• _Goal_
Collect each line in the data below that contains the word "flower", copying every such line in full. The match is case-sensitive.

• _Record list_
---------------

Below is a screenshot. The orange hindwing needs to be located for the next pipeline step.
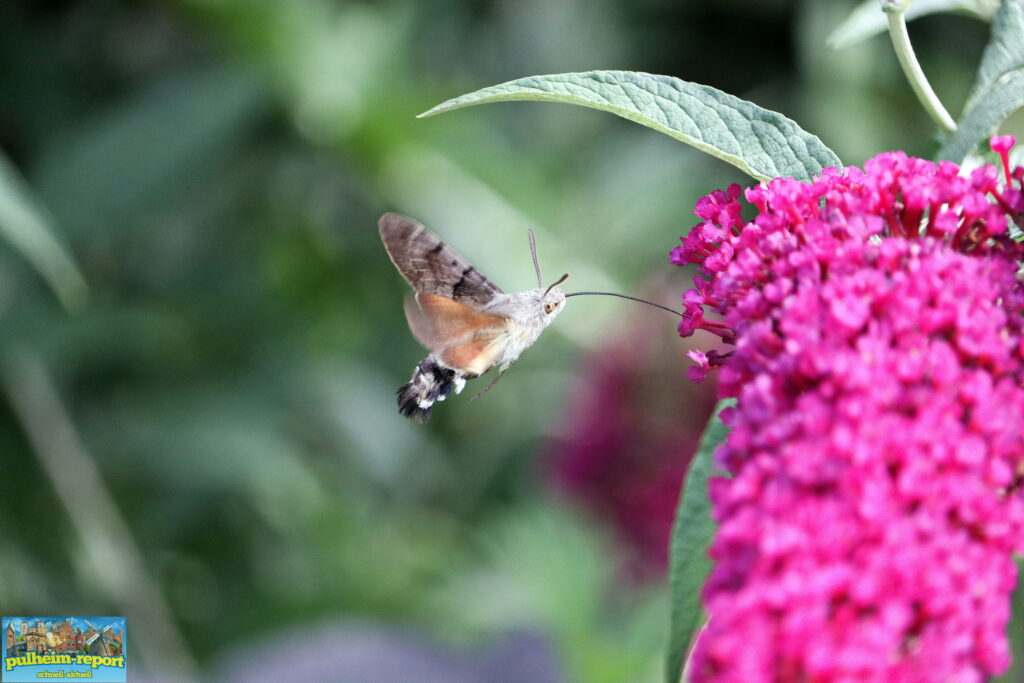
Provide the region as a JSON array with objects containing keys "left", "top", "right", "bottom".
[{"left": 406, "top": 293, "right": 506, "bottom": 375}]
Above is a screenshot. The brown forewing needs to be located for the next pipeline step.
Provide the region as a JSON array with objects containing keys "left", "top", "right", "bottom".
[{"left": 378, "top": 213, "right": 502, "bottom": 306}]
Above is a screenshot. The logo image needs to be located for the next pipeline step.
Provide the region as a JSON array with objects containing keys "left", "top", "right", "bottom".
[{"left": 0, "top": 616, "right": 128, "bottom": 683}]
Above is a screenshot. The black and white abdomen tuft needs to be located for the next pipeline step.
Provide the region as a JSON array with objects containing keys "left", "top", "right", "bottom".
[{"left": 397, "top": 353, "right": 466, "bottom": 423}]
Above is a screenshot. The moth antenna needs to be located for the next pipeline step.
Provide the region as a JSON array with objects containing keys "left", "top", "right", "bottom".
[
  {"left": 529, "top": 228, "right": 544, "bottom": 288},
  {"left": 470, "top": 370, "right": 505, "bottom": 400},
  {"left": 541, "top": 272, "right": 569, "bottom": 296},
  {"left": 565, "top": 290, "right": 689, "bottom": 317}
]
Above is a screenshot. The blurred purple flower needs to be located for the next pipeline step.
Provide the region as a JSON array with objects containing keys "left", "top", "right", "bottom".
[
  {"left": 672, "top": 139, "right": 1024, "bottom": 681},
  {"left": 546, "top": 296, "right": 715, "bottom": 580}
]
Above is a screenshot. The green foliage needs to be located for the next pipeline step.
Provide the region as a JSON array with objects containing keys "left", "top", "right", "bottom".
[
  {"left": 828, "top": 0, "right": 999, "bottom": 50},
  {"left": 421, "top": 71, "right": 842, "bottom": 180},
  {"left": 665, "top": 400, "right": 735, "bottom": 683},
  {"left": 0, "top": 0, "right": 1011, "bottom": 683},
  {"left": 0, "top": 155, "right": 88, "bottom": 311},
  {"left": 939, "top": 0, "right": 1024, "bottom": 162}
]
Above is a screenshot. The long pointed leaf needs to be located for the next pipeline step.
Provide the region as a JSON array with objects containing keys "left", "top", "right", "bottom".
[
  {"left": 665, "top": 400, "right": 734, "bottom": 683},
  {"left": 420, "top": 71, "right": 842, "bottom": 180},
  {"left": 939, "top": 0, "right": 1024, "bottom": 162}
]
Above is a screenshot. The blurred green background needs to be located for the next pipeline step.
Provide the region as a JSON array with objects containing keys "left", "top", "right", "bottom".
[{"left": 0, "top": 0, "right": 987, "bottom": 682}]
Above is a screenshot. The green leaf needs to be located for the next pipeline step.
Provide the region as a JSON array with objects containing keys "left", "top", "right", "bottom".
[
  {"left": 826, "top": 0, "right": 999, "bottom": 50},
  {"left": 939, "top": 0, "right": 1024, "bottom": 162},
  {"left": 420, "top": 71, "right": 842, "bottom": 180},
  {"left": 665, "top": 400, "right": 735, "bottom": 683},
  {"left": 0, "top": 154, "right": 88, "bottom": 310}
]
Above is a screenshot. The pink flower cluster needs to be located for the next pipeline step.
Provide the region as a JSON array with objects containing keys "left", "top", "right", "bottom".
[{"left": 672, "top": 138, "right": 1024, "bottom": 682}]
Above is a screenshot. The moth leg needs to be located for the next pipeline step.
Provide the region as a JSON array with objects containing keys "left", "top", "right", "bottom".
[{"left": 470, "top": 370, "right": 505, "bottom": 400}]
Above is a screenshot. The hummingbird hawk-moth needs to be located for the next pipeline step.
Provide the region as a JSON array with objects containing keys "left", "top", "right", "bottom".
[{"left": 378, "top": 213, "right": 568, "bottom": 422}]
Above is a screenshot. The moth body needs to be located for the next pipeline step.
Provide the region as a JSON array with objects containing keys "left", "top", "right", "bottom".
[
  {"left": 379, "top": 213, "right": 565, "bottom": 422},
  {"left": 480, "top": 288, "right": 565, "bottom": 375}
]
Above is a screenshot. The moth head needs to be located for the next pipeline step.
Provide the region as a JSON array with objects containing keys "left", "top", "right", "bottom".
[{"left": 541, "top": 272, "right": 569, "bottom": 315}]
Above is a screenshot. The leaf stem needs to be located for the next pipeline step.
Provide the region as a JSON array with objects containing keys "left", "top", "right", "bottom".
[{"left": 882, "top": 2, "right": 956, "bottom": 135}]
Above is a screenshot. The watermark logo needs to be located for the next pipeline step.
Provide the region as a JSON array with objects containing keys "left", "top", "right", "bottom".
[{"left": 0, "top": 616, "right": 128, "bottom": 683}]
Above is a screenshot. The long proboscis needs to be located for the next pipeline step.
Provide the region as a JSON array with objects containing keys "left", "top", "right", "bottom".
[{"left": 565, "top": 292, "right": 689, "bottom": 317}]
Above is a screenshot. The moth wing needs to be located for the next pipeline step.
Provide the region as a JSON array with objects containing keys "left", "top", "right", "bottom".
[
  {"left": 406, "top": 294, "right": 507, "bottom": 375},
  {"left": 377, "top": 213, "right": 503, "bottom": 306}
]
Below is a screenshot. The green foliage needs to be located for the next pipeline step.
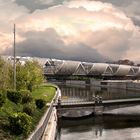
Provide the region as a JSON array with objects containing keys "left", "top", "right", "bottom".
[
  {"left": 0, "top": 57, "right": 12, "bottom": 90},
  {"left": 35, "top": 99, "right": 46, "bottom": 109},
  {"left": 23, "top": 105, "right": 34, "bottom": 116},
  {"left": 20, "top": 90, "right": 33, "bottom": 104},
  {"left": 7, "top": 90, "right": 22, "bottom": 104},
  {"left": 0, "top": 93, "right": 6, "bottom": 108},
  {"left": 8, "top": 112, "right": 32, "bottom": 136},
  {"left": 17, "top": 61, "right": 43, "bottom": 91}
]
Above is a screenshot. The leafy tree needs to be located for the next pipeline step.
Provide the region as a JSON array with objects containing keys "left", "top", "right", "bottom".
[
  {"left": 0, "top": 57, "right": 12, "bottom": 90},
  {"left": 7, "top": 90, "right": 22, "bottom": 104},
  {"left": 0, "top": 93, "right": 6, "bottom": 108},
  {"left": 17, "top": 61, "right": 43, "bottom": 91}
]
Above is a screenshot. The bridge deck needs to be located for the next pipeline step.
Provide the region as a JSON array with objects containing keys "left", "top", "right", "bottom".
[{"left": 54, "top": 98, "right": 140, "bottom": 107}]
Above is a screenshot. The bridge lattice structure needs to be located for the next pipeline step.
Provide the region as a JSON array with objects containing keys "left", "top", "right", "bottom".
[{"left": 35, "top": 59, "right": 140, "bottom": 77}]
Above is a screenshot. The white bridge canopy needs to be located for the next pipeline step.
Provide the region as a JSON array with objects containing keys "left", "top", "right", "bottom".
[{"left": 38, "top": 59, "right": 140, "bottom": 76}]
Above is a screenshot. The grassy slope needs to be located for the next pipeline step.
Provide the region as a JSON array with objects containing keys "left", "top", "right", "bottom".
[{"left": 0, "top": 85, "right": 56, "bottom": 140}]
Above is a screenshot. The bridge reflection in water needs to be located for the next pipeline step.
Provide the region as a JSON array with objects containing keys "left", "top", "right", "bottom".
[
  {"left": 59, "top": 85, "right": 140, "bottom": 102},
  {"left": 54, "top": 85, "right": 140, "bottom": 118}
]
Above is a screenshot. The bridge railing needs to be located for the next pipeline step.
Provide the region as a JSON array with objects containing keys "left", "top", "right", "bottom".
[{"left": 27, "top": 88, "right": 59, "bottom": 140}]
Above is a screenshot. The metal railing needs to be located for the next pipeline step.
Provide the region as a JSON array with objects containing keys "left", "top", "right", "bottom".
[{"left": 27, "top": 87, "right": 59, "bottom": 140}]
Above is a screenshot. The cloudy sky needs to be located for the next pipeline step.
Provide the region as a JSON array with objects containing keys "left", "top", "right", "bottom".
[{"left": 0, "top": 0, "right": 140, "bottom": 62}]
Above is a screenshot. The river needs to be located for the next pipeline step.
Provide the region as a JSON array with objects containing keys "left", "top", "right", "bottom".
[{"left": 56, "top": 85, "right": 140, "bottom": 140}]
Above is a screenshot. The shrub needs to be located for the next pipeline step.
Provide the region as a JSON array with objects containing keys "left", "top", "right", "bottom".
[
  {"left": 23, "top": 105, "right": 34, "bottom": 116},
  {"left": 7, "top": 90, "right": 22, "bottom": 104},
  {"left": 0, "top": 93, "right": 5, "bottom": 108},
  {"left": 20, "top": 90, "right": 33, "bottom": 104},
  {"left": 35, "top": 99, "right": 46, "bottom": 109},
  {"left": 8, "top": 112, "right": 32, "bottom": 136}
]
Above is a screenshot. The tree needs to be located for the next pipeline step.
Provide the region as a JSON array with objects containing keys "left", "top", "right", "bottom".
[
  {"left": 0, "top": 57, "right": 12, "bottom": 90},
  {"left": 17, "top": 61, "right": 43, "bottom": 91}
]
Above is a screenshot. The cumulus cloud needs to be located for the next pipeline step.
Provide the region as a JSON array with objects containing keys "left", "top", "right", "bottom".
[
  {"left": 7, "top": 28, "right": 109, "bottom": 62},
  {"left": 0, "top": 0, "right": 140, "bottom": 61}
]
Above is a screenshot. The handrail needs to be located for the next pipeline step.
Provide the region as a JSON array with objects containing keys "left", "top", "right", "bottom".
[{"left": 27, "top": 86, "right": 59, "bottom": 140}]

---------------

• _Final answer_
Above is a screenshot. The blurred purple flower needs to be located for the next pipeline step.
Above is a screenshot. The pink flower cluster needs to be located for the next pipeline step.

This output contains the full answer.